Task item:
Start at the line in the entries below that contains "Target: arched window", stop at the line that contains "like (8, 46).", and output exactly the lines in that span, both ends included.

Entries supplied:

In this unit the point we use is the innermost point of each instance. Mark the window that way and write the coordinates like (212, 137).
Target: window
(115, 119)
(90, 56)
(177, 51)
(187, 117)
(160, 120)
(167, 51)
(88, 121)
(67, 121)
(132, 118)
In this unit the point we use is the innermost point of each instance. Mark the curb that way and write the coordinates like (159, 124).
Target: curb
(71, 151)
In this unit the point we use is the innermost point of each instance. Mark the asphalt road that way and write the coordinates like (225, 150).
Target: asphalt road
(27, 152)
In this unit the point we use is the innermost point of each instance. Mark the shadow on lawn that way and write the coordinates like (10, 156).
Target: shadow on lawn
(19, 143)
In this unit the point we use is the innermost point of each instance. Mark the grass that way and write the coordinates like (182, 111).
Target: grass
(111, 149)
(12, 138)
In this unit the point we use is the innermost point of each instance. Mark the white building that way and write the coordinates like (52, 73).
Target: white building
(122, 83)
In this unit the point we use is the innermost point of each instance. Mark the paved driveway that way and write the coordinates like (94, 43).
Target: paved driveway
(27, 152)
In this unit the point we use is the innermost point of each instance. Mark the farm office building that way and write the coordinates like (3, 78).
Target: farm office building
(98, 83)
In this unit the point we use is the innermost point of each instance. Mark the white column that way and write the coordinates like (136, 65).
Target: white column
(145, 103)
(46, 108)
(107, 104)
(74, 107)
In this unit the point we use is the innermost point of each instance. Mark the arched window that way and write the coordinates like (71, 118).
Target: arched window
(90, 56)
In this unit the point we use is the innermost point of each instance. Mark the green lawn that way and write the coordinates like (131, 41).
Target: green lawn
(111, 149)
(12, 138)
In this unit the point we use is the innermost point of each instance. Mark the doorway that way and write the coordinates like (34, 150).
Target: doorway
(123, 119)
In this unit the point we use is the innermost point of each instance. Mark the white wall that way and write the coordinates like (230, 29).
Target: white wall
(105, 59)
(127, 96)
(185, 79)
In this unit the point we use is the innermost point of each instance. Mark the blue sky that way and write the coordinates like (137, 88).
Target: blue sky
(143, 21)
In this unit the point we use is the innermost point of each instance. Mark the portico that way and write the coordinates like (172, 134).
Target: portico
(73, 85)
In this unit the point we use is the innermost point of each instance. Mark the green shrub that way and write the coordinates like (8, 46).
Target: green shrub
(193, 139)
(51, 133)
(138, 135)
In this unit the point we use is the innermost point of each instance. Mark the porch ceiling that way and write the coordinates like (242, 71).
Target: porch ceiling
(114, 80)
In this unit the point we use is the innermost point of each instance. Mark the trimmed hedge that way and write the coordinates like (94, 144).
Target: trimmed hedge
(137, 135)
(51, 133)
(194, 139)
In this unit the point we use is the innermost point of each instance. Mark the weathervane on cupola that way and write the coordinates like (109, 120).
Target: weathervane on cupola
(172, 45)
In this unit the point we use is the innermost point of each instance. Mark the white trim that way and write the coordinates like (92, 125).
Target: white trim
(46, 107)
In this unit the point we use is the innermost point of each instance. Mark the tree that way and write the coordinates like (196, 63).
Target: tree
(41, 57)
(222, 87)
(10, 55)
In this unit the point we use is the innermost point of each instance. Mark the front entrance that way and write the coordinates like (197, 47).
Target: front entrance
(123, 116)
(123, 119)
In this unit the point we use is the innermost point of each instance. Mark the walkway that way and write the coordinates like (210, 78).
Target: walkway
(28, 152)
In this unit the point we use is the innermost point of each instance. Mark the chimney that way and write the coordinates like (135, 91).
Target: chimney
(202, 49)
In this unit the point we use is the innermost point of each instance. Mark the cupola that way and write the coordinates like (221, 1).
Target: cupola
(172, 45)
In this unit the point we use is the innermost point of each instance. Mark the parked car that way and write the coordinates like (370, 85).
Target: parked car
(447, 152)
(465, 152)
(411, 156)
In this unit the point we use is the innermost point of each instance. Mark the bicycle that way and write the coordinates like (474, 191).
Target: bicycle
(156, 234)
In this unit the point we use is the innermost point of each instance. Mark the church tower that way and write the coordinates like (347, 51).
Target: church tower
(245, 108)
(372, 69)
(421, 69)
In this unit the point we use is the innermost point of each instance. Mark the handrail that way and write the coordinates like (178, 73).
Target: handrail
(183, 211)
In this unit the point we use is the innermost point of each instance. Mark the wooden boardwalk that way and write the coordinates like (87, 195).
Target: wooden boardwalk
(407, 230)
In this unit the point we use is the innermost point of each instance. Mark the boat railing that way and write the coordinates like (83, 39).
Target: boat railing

Your solution:
Target: arched window
(90, 56)
In this unit the point we use is the innermost point of each instance. Mark the green lawn that way and write the coordinates like (131, 41).
Target: green lawn
(111, 149)
(12, 138)
In this unit the point we use is the innermost point of each instance. Mark the doorway that way and write the coordinates like (34, 150).
Target: doorway
(123, 119)
In this unit the point we use is the innermost point of each instance. Mark the white wall that way and write the coordinates like (230, 29).
Target: white wall
(105, 59)
(127, 96)
(185, 79)
In this unit the point we use is the innermost point of each instance. Mark the blue sky that way and write the coordinates like (137, 88).
Target: blue sky
(143, 21)
In this unit the point we use is the innermost point of each instance. Mark the portico that way and write the coordinates like (172, 134).
Target: portico
(73, 85)
In this unit the point we use is the innermost point of each instance. Mark the green shrub that way and write the coordinates like (8, 46).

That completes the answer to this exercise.